### PASSAGE:
◆ ◆ ◆ ◆
A Softer Focus was one of two records she made through lockdown at the San Antonio, Texas, home she shares with her girlfriend. The second, Everything Perfect Is Already Here, is released on April 22nd and consists of two 15-minute pieces featuring violin, harp and piano.

Building on A Softer Focus’s out-of-body effervescence, it knits fluttering melodies and unvarnished field recordings – bird song, typewriters, human conversation – into soundscapes of intense beauty and poignancy. It’s frightening, alien, soothing, raw. And, during unusual times, these qualities have served as a space into which Rousay’s audience have placed their hopes and fears – or so fans tell her.

I don't want to be a spokesperson for trans people. Everybody's experience is different

“I get contacted a lot, especially after concerts,” she says. “People will come up and either say, ‘hey, this record got me through a hard time’ or ‘this record means a lot to me’. Or, ‘I was anxious and I put your record on and it helped me figure that’. It is something I hear quite a bit.”

There are artists whose personalities feel like an extension of their music. Rousay, who was born in Winnipeg and moved to San Antonio with her family aged 10, isn’t one of them. Over video link from Antwerp she is sweet and talkative – universes removed from the austere, slightly forbidding figure presented on record. But while in high spirits, she is mindful, too, that she has taken on a lot as she hopscotches across Europe for concerts through April. To quote one of her recent tweets back to her, “Touring alone as a woman, if you don’t protect yourself no one will”.
◆ ◆ ◆ ◆
### REQUEST 1:
Print the stretch of the Rousay profile from "A Softer Focus was" through "fans tell her.".
### REQUEST 2:
Write the next part of the Rousay profile, starting right after its last sentence.
The records have no connection to the profile of the musician Rousay.
◆ ◆ ◆ ◆
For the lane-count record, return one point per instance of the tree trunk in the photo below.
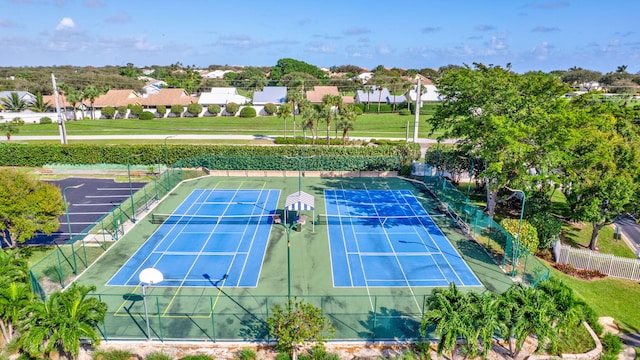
(328, 132)
(594, 236)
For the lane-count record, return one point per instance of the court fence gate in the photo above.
(514, 258)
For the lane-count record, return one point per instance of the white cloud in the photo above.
(65, 24)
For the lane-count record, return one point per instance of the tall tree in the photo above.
(330, 106)
(59, 323)
(39, 105)
(601, 171)
(14, 103)
(494, 113)
(27, 206)
(284, 112)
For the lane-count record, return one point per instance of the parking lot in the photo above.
(88, 200)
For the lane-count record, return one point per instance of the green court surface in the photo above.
(216, 313)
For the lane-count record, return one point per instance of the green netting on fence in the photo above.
(228, 317)
(303, 162)
(66, 261)
(514, 257)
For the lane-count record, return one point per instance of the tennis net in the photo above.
(335, 219)
(212, 219)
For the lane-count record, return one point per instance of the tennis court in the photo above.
(226, 262)
(385, 238)
(215, 236)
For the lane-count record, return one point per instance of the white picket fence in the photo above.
(610, 265)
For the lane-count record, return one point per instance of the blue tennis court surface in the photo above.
(219, 236)
(385, 238)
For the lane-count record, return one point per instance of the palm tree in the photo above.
◆ ◆ ◆ ◆
### FINAL RESULT 1:
A Softer Focus was one of two records she made through lockdown at the San Antonio, Texas, home she shares with her girlfriend. The second, Everything Perfect Is Already Here, is released on April 22nd and consists of two 15-minute pieces featuring violin, harp and piano.

Building on A Softer Focus’s out-of-body effervescence, it knits fluttering melodies and unvarnished field recordings – bird song, typewriters, human conversation – into soundscapes of intense beauty and poignancy. It’s frightening, alien, soothing, raw. And, during unusual times, these qualities have served as a space into which Rousay’s audience have placed their hopes and fears – or so fans tell her.

### FINAL RESULT 2:
“It’s terrifying,” she says. “Very scary. Sometimes you don’t even know if something is a safe or unsafe situation. I was in Mexico City with my friend. And he was like, ‘do you want to take the front car for the metro? It’s women only. Nobody bothers you ’. And I was like, ‘oh, I didn’t realise’. And he was like, ‘it’s a necessity’. I would never have known if I wasn’t travelling with someone who lives in Mexico.”

Rousay, who spells her name with a lower-case “c”, came out as a trans woman in 2019. She is proud of her identity – but reluctant to be perceived as making grand statements. Or to be seen as representing an entire group of people. “Lol not all trans ppl have to be visible or like spokespeople for the ‘community’,” she tweeted last year.

“I wouldn’t consider myself somebody with a large platform, especially on the internet. There are people like [trans pop star] Kim Petras. She’s a massive artist. And she talks about trans stuff sometimes,” says Rousay.

“But not everybody has to be a spokesperson. A lot of people who are trans are very proud of it and want to talk about it. It’s a huge part of their identity: sometimes it’s part of their personality. Personally, not so much. I want to make sure people are taken care of. And to do my part to make sure people are safe, and advocating for people who maybe don’t have the resources to feel comfortable in their body. I don’t want to be a spokesperson for trans people. Everybody’s experience is different.”

She is wary of her specific circumstances as a trans woman being taken as some universal truth. Women in music have, she points out, long faced that challenge, to one extent or another. A woman in a band will inevitably be asked about being a woman a band: as if she were speaking for every female on the planet to have ever picked up a guitar.

“Being the only woman in the band: it’s like, ‘I don’t know…? I’m in a band. I play the bass’. It’s fine. Obviously there are [issues around gender to be discussed] but first and foremost I’m in a band.”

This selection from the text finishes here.